=== Given instruction ===
Please count the lines of the records below that contain the word "trunk", and reply with the number alone.

=== Exercise materials ===
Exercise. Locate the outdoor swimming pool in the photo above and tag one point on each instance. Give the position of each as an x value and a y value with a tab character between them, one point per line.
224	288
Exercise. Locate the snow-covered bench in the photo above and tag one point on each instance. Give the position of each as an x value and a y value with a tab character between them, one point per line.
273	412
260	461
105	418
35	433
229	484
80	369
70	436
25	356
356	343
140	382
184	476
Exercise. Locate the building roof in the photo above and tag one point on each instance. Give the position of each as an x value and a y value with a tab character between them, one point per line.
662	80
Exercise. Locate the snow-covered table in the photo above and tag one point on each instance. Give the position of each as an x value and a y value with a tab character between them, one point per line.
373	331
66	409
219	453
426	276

* * *

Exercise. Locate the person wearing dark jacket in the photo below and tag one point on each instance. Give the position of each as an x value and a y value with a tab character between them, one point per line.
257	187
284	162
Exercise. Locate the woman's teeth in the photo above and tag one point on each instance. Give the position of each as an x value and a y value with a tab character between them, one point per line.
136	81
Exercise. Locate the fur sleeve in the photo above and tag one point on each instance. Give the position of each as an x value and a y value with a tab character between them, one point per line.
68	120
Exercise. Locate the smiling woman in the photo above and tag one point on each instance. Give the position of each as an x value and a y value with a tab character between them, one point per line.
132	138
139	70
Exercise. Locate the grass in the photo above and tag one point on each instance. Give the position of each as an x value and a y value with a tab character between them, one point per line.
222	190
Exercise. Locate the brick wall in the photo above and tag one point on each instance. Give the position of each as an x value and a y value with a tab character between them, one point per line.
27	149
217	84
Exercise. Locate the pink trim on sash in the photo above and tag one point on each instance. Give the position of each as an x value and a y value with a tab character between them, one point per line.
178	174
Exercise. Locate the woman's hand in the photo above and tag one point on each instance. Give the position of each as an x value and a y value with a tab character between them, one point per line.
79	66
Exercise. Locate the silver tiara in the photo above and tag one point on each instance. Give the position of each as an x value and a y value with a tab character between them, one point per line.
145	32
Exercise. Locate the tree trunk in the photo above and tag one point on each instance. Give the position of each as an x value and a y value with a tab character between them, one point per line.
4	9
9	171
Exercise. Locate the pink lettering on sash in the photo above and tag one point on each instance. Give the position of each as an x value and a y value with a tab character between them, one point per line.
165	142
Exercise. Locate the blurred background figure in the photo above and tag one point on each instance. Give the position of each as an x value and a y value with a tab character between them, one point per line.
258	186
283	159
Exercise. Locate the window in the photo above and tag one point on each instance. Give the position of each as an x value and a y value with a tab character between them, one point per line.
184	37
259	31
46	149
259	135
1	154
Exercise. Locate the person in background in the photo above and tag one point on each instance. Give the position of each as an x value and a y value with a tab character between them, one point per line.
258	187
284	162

=== Solution for this task ===
1